DIRECTIONS:
A: Print the part of the essay on clothing labels starting with "And I look fucking" and going on through "covering my chest.", word for word.
B: Using the essay on clothing labels, decide whether each statement agrees with it: (i) the writer's pea coat cost $30; (ii) the writer bought the winter beanie at Old Navy; (iii) summer is the writer's favorite season. Answer yes or no for each, and quote the words from the essay that decide it.

EXTRACT TO READ:

But for me, that was a hell of an insight. I thought about it and I realized that not only was she right, but I’ve recently been trying to wear stuff that doesn’t even have a label on it. It’s not just a style decision for the sake of not wearing labels, but it’s kind of because I can’t afford it on my own and because I don’t really give a shit.

Sure, brands like Ralph Lauren, Hermes or Brooks Brothers make some excellent products that will withstand the tests of time, but it doesn’t make any sense for me to buy their stuff right now–particularly while I’m still employed by a company that covers my clothes in dust, sweat, lotions, creams and glitter.  So I might have a cool label on that I can’t afford, but I wouldn’t really be proving anything to anyone besides the fact that my choice in clothes would indicate taste but not practicality. I would feel like a walking example of an idiot.

I see high school kids come into the store with Gucci bags, shoes and glasses–I’ve seen all of those things get ruined in the store, too. Besides the obvious, what status do high school kids really have to prove? The JanSport won’t hold books like a Gucci bag will?

I think it’s why boots are in right now: most boots don’t have labels on them, get the job done and can have literally any shape and accentuate the goods. Perhaps the only exception is Uggs, but those are named for the sound of disgust, so they don’t really count. The point is that I see boots in New York all the time and the women wearing them look great even though I can’t tell where they’re buying their boots. All I see is a woman who looks prepared for the weather and in control–sexy.

Consider this: most of my clothes are Old Navy. Their stuff is always on sale. My pea coat was $30 there. That thing has probably saved my life a couple of times and it cost $30. It doesn’t have a single visible label on it. And my jeans are like prostitutes: I don’t think a pair costing anything more than $35 has ever even touched my ass.1 The beanie I wear all the time in winter was $3 at Target. I’m not sure there’s a dress shirt in my wardrobe that wasn’t bought on sale. T-shirts never more than $20: I have a tee that cost the price of a box of Oreo Double Stuff plus Shipping and Handling.

And I look fucking great. I mean, I might be a little overweight but my clothes make me look good. Winter is far and away my favorite season because I get to layer everything from cardigans to jackets to sweater vests. I would be lying if I told you they were all non-brand name, but they are rarely bought without a sale tag on them. If I buy something, I buy it because I like how it looks, not because it has a label covering my chest.

MATERIAL PROVIDED:
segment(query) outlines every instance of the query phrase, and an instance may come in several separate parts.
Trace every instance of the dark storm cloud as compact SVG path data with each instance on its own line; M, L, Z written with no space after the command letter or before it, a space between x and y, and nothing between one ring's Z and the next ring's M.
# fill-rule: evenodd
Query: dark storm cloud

THE RESPONSES:
A:
And I look fucking great. I mean, I might be a little overweight but my clothes make me look good. Winter is far and away my favorite season because I get to layer everything from cardigans to jackets to sweater vests. I would be lying if I told you they were all non-brand name, but they are rarely bought without a sale tag on them. If I buy something, I buy it because I like how it looks, not because it has a label covering my chest.

B:
(i) Yes: "My pea coat was $30 there."
(ii) No: "The beanie I wear all the time in winter was $3 at Target."
(iii) No: "Winter is far and away my favorite season"